> What the task requires: Among the lines below, return each one that contains the word "order".

Data records:

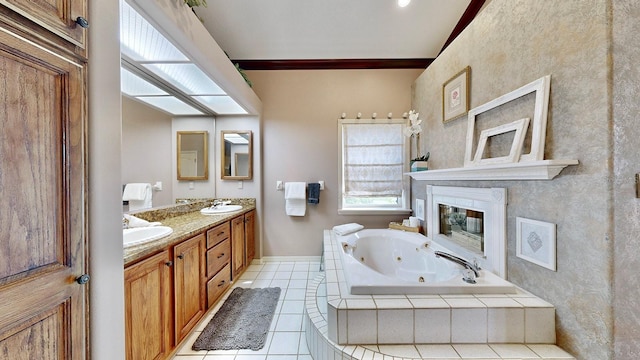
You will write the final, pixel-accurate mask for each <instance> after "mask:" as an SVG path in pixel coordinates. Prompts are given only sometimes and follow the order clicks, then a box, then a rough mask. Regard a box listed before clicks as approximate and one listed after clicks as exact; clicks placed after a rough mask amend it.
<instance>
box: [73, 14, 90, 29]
mask: <svg viewBox="0 0 640 360" xmlns="http://www.w3.org/2000/svg"><path fill="white" fill-rule="evenodd" d="M76 24H78V25H80V27H82V28H85V29H86V28H88V27H89V22H88V21H87V19H85V18H83V17H82V16H78V17H77V18H76Z"/></svg>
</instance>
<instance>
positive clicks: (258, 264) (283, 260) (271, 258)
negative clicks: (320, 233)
mask: <svg viewBox="0 0 640 360" xmlns="http://www.w3.org/2000/svg"><path fill="white" fill-rule="evenodd" d="M321 259H322V257H321V256H263V257H261V258H260V259H253V261H252V262H251V264H258V265H259V264H265V263H268V262H296V261H309V262H320V261H321Z"/></svg>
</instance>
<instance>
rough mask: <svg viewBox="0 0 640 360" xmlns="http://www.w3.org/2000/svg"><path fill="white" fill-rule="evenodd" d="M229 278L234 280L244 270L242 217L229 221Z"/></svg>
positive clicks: (242, 222) (243, 245)
mask: <svg viewBox="0 0 640 360" xmlns="http://www.w3.org/2000/svg"><path fill="white" fill-rule="evenodd" d="M231 257H232V261H231V278H232V279H233V280H236V278H237V277H238V276H239V275H240V273H241V272H242V269H243V268H244V216H238V217H237V218H234V219H233V220H231Z"/></svg>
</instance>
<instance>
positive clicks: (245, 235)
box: [244, 210, 256, 266]
mask: <svg viewBox="0 0 640 360" xmlns="http://www.w3.org/2000/svg"><path fill="white" fill-rule="evenodd" d="M255 223H256V211H255V210H251V211H249V212H248V213H246V214H244V238H245V247H246V252H247V257H246V260H245V262H244V263H245V265H246V266H249V265H251V261H253V258H255V256H256V237H255V226H256V225H255Z"/></svg>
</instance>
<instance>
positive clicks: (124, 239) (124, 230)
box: [122, 226, 173, 247]
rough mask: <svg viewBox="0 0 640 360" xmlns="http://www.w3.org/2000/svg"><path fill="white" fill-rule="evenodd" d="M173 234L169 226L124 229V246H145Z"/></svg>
mask: <svg viewBox="0 0 640 360" xmlns="http://www.w3.org/2000/svg"><path fill="white" fill-rule="evenodd" d="M172 232H173V229H172V228H170V227H168V226H149V227H137V228H130V229H122V237H123V246H124V247H127V246H131V245H138V244H143V243H146V242H148V241H152V240H157V239H160V238H162V237H165V236H167V235H169V234H171V233H172Z"/></svg>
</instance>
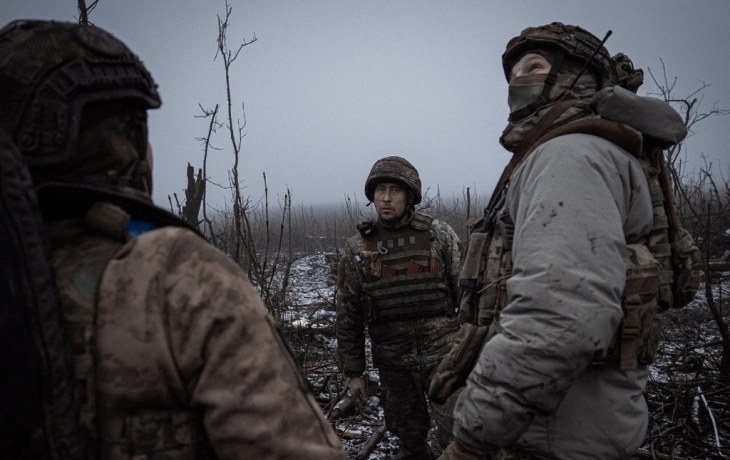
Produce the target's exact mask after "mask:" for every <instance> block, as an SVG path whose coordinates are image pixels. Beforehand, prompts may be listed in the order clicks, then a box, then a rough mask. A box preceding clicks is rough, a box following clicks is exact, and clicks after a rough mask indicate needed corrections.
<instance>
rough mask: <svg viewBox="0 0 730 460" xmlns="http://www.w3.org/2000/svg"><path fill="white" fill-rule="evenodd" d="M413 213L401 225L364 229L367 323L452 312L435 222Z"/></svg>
mask: <svg viewBox="0 0 730 460" xmlns="http://www.w3.org/2000/svg"><path fill="white" fill-rule="evenodd" d="M432 221H433V219H432V218H431V217H428V216H424V215H422V214H418V213H416V214H414V216H413V219H412V220H411V222H410V223H409V224H408V225H406V226H404V227H402V228H399V229H387V228H383V227H382V226H380V225H377V224H367V225H364V226H362V227H361V228H360V233H361V234H362V236H363V239H364V241H365V250H363V251H360V252H359V253H358V254H355V260H356V262H357V265H358V269H359V272H360V276H361V281H362V283H361V287H362V290H361V296H360V297H361V299H360V300H361V302H362V305H363V309H364V310H365V315H366V318H368V319H369V321H371V322H372V321H386V320H396V319H410V318H421V317H427V316H437V315H443V314H446V313H448V312H451V311H453V301H452V300H451V299H452V297H451V291H450V289H449V285H448V282H447V280H446V276H445V274H444V271H443V263H442V262H441V261H440V260H439V259H436V258H434V257H432V256H431V232H430V231H429V230H430V228H431V222H432Z"/></svg>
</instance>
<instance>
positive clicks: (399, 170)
mask: <svg viewBox="0 0 730 460" xmlns="http://www.w3.org/2000/svg"><path fill="white" fill-rule="evenodd" d="M382 182H400V183H403V184H405V185H406V186H407V187H408V188H409V189H410V191H411V193H412V194H413V201H412V202H411V205H413V206H415V205H417V204H418V203H420V202H421V198H422V196H421V178H420V177H419V176H418V170H416V168H415V167H414V166H413V165H412V164H411V163H410V162H409V161H408V160H406V159H405V158H401V157H398V156H390V157H385V158H381V159H380V160H378V161H376V162H375V164H374V165H373V167H372V168H371V169H370V174H368V178H367V180H366V181H365V196H366V197H367V199H368V200H370V201H373V197H374V195H375V186H376V185H378V184H380V183H382Z"/></svg>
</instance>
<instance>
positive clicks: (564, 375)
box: [454, 134, 651, 446]
mask: <svg viewBox="0 0 730 460" xmlns="http://www.w3.org/2000/svg"><path fill="white" fill-rule="evenodd" d="M640 168H641V167H640V165H639V164H638V162H637V161H636V159H634V158H633V157H631V155H630V154H628V153H627V152H625V151H623V150H621V149H619V148H618V147H616V146H615V145H614V144H612V143H610V142H608V141H606V140H604V139H600V138H597V137H594V136H588V135H583V134H571V135H566V136H562V137H559V138H556V139H554V140H552V141H549V142H546V143H545V144H543V145H542V146H540V147H538V148H537V149H536V150H535V152H533V154H532V155H531V156H530V157H528V158H527V160H526V161H525V162H524V163H523V164H522V165H521V167H520V168H518V169H517V170H516V171H515V174H514V176H513V179H512V183H511V185H510V191H509V192H508V197H507V198H508V202H507V204H506V205H505V206H506V208H507V209H509V211H510V214H511V216H512V218H513V220H514V222H515V235H514V243H513V261H514V268H513V270H514V271H513V276H512V278H511V279H510V280H509V281H508V283H507V289H508V294H509V303H508V305H507V306H506V307H505V309H504V310H503V311H502V314H501V317H500V320H499V321H498V323H496V327H495V325H493V326H492V330H491V331H490V334H492V336H491V338H490V339H489V340H488V342H487V343H486V344H485V346H484V348H483V349H482V352H481V354H480V356H479V359H478V362H477V365H476V366H475V368H474V370H473V371H472V373H471V374H470V376H469V378H468V382H467V387H466V388H465V390H464V392H463V393H462V394H461V396H460V397H459V400H458V402H457V405H456V409H455V413H454V416H455V420H456V426H455V432H456V435H457V436H458V437H459V438H460V439H462V440H463V441H466V442H467V443H469V444H471V445H474V446H508V445H512V444H513V443H515V442H516V441H518V439H519V438H520V437H521V436H523V434H524V433H525V432H526V431H527V430H528V428H530V425H531V424H532V423H533V419H534V418H535V417H538V416H539V417H549V416H550V414H554V413H555V412H556V410H557V408H558V407H559V405H560V404H561V402H562V401H563V398H564V397H565V396H566V393H567V392H568V391H569V389H570V388H571V385H573V384H574V382H575V381H576V380H577V379H579V378H581V376H582V373H584V372H586V370H587V369H588V368H589V364H590V363H591V361H592V360H593V359H594V358H598V357H602V356H605V355H606V354H607V350H608V348H609V347H610V345H611V342H612V337H613V334H614V333H615V331H616V330H617V328H618V325H619V323H620V321H621V318H622V309H621V304H620V297H621V292H622V290H623V284H624V280H625V264H624V249H625V235H629V234H636V235H642V234H644V233H645V232H647V231H648V230H649V228H650V225H651V203H650V201H649V198H648V192H647V191H646V187H645V180H644V179H643V173H642V171H641V169H640ZM642 181H644V188H643V191H642V187H641V184H642ZM637 191H642V193H637ZM602 390H603V388H598V389H597V388H594V390H593V391H602ZM612 391H617V392H618V393H617V394H619V395H620V396H619V397H625V396H621V393H620V391H621V390H620V388H618V389H616V390H612ZM595 416H596V417H604V418H605V416H606V415H605V414H595Z"/></svg>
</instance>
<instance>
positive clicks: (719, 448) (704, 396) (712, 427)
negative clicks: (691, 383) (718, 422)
mask: <svg viewBox="0 0 730 460" xmlns="http://www.w3.org/2000/svg"><path fill="white" fill-rule="evenodd" d="M697 392H698V393H699V394H700V398H702V402H703V403H704V404H705V409H707V413H708V414H710V421H711V422H712V428H713V429H714V430H715V446H716V447H717V448H718V449H720V435H719V434H718V433H717V424H716V423H715V416H714V415H712V410H711V409H710V405H709V404H707V399H705V395H704V394H702V388H700V387H699V386H698V387H697Z"/></svg>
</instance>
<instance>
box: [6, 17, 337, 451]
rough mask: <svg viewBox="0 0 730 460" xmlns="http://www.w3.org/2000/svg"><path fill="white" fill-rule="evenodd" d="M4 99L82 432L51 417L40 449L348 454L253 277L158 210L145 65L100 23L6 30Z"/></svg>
mask: <svg viewBox="0 0 730 460" xmlns="http://www.w3.org/2000/svg"><path fill="white" fill-rule="evenodd" d="M0 101H2V103H1V105H0V131H4V132H6V133H8V135H9V138H10V139H11V140H12V143H13V144H15V146H17V149H18V150H19V151H20V153H21V154H22V156H23V158H24V159H25V161H26V163H27V165H28V168H29V171H30V174H31V177H32V180H33V182H34V184H35V186H36V190H37V194H38V200H39V203H40V209H41V211H42V215H43V219H44V221H45V226H46V230H47V234H48V236H49V238H50V249H51V261H52V265H53V272H54V274H55V278H56V281H57V287H58V296H59V302H60V309H61V317H62V324H63V327H64V328H65V333H66V335H67V337H68V341H69V342H70V352H69V353H73V362H74V366H73V375H75V379H76V383H77V385H78V388H79V393H80V396H79V398H78V399H77V400H78V401H80V402H79V403H78V405H79V406H80V409H79V413H77V414H76V416H75V423H74V420H72V421H71V422H70V423H71V425H70V426H67V427H63V426H59V424H60V423H69V420H70V419H69V418H68V417H66V418H65V422H63V421H62V419H63V417H60V415H59V414H60V412H58V411H56V412H54V410H53V408H51V412H50V416H49V420H50V421H49V422H48V424H47V426H45V427H43V426H42V427H41V428H42V429H46V428H47V429H48V430H49V432H50V433H52V434H53V435H52V436H51V439H48V438H46V439H45V440H44V439H41V438H39V437H37V436H35V435H31V436H30V437H29V442H30V443H31V444H32V446H31V447H32V448H33V449H37V450H38V451H41V450H42V446H43V445H44V444H45V445H46V447H47V448H48V449H50V450H51V451H54V450H55V454H51V455H49V456H48V457H47V458H78V459H81V458H95V459H96V458H98V459H131V458H146V459H162V458H165V459H171V460H173V459H203V458H205V459H208V458H218V459H244V458H251V459H254V458H257V459H259V458H260V459H264V458H270V459H279V458H281V459H283V458H301V459H312V460H315V459H317V460H319V459H345V458H346V455H345V452H344V450H343V449H342V447H341V445H340V442H339V440H338V438H337V436H336V434H335V433H334V431H333V430H332V428H331V427H330V426H329V424H328V423H327V421H326V419H325V418H324V416H323V414H322V413H321V412H320V408H319V406H318V405H317V403H316V401H315V400H314V398H313V396H312V394H311V393H310V391H309V387H308V384H307V382H306V381H305V380H304V378H303V376H302V375H301V373H300V371H299V369H298V367H297V365H296V363H295V360H294V357H293V355H292V354H291V352H290V350H289V349H288V347H287V345H286V342H285V341H284V340H283V339H282V337H281V335H280V333H279V331H278V327H277V325H276V324H275V322H274V320H273V319H272V317H271V316H270V315H268V314H267V312H266V310H265V308H264V306H263V304H262V303H261V300H260V299H259V297H258V296H257V294H256V291H255V289H254V288H253V286H252V285H251V284H250V283H249V282H248V281H247V280H246V276H245V274H244V273H243V272H242V271H241V270H240V269H239V267H238V266H236V264H235V263H233V262H232V261H231V260H230V259H229V258H228V257H227V256H226V255H225V254H223V253H221V252H220V251H218V250H217V249H215V248H214V247H213V246H211V245H210V244H208V243H207V242H206V241H205V240H204V239H203V238H201V237H200V236H199V235H198V234H196V233H195V232H194V231H192V230H191V229H188V228H185V224H183V223H182V222H181V221H179V220H178V219H177V218H175V217H174V216H172V215H171V214H169V213H167V212H165V211H164V210H162V209H160V208H157V207H155V206H154V205H153V204H152V202H151V198H150V193H151V186H152V181H151V170H150V165H151V158H150V150H149V148H148V144H147V119H146V111H147V110H148V109H153V108H157V107H159V106H160V104H161V102H160V98H159V95H158V93H157V89H156V85H155V84H154V82H153V80H152V78H151V76H150V74H149V73H148V72H147V70H146V69H145V67H144V66H143V65H142V62H141V61H140V60H139V59H138V58H137V57H136V56H135V55H134V54H133V53H132V52H131V51H130V50H129V49H128V48H127V47H126V46H125V45H124V44H123V43H122V42H120V41H119V40H117V39H116V38H114V37H113V36H112V35H110V34H109V33H107V32H105V31H103V30H101V29H99V28H96V27H92V26H83V25H78V24H72V23H64V22H52V21H15V22H11V23H10V24H8V25H7V26H5V27H4V28H3V29H2V30H1V31H0ZM2 146H3V148H7V147H8V145H7V143H6V142H5V141H3V143H2ZM60 352H61V350H60V348H59V349H56V350H50V351H49V352H48V355H49V356H52V355H53V354H54V353H55V354H58V353H60ZM61 367H62V366H61ZM69 386H73V385H71V384H70V385H69ZM64 391H65V389H64V388H53V389H52V392H53V393H54V394H61V393H64ZM38 398H40V396H38ZM54 414H55V415H54ZM7 415H8V414H3V418H5V417H6V416H7ZM67 415H68V414H67ZM74 425H77V426H74ZM76 428H80V433H81V434H80V435H79V434H78V432H77V433H76V434H74V431H75V430H76ZM67 435H68V436H69V437H73V436H77V437H76V439H75V440H74V439H70V438H69V437H65V436H67ZM54 436H55V437H54ZM3 437H4V436H3ZM79 440H81V441H82V442H80V443H76V441H79ZM6 441H10V442H12V441H13V440H6ZM22 441H23V440H20V441H19V442H22ZM84 441H85V442H86V444H84ZM84 446H86V447H88V451H89V452H88V454H85V453H84V452H83V450H84ZM5 455H8V452H2V453H0V456H3V457H4V458H5ZM29 455H30V454H29ZM8 458H13V455H12V454H11V455H10V457H8ZM17 458H21V457H17ZM22 458H28V457H22Z"/></svg>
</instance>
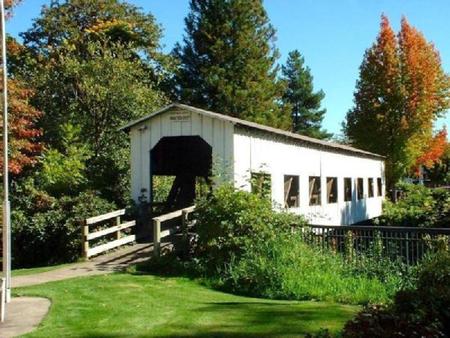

> Exercise solution:
You will write the final, pixel-accurate mask for each <instance> after "mask:" as an SVG path in pixel coordinates. Prompts are given only sometimes and follow the order clicks, then a box, then a rough mask. Regard a box listed before clicks as approximate and one listed after clicks as exact; clicks placed after a rough mask amend it.
Produce the target's exact mask after "mask:" for every <instance> block, as an SVG path whose coordinates are image pixels. Beforehand, prompts may be listed in the order clicks, then a box, then a rough mask. A box preceding clicks is rough, a box following clicks is exact, and clicks after a rough mask indicate needed corrections.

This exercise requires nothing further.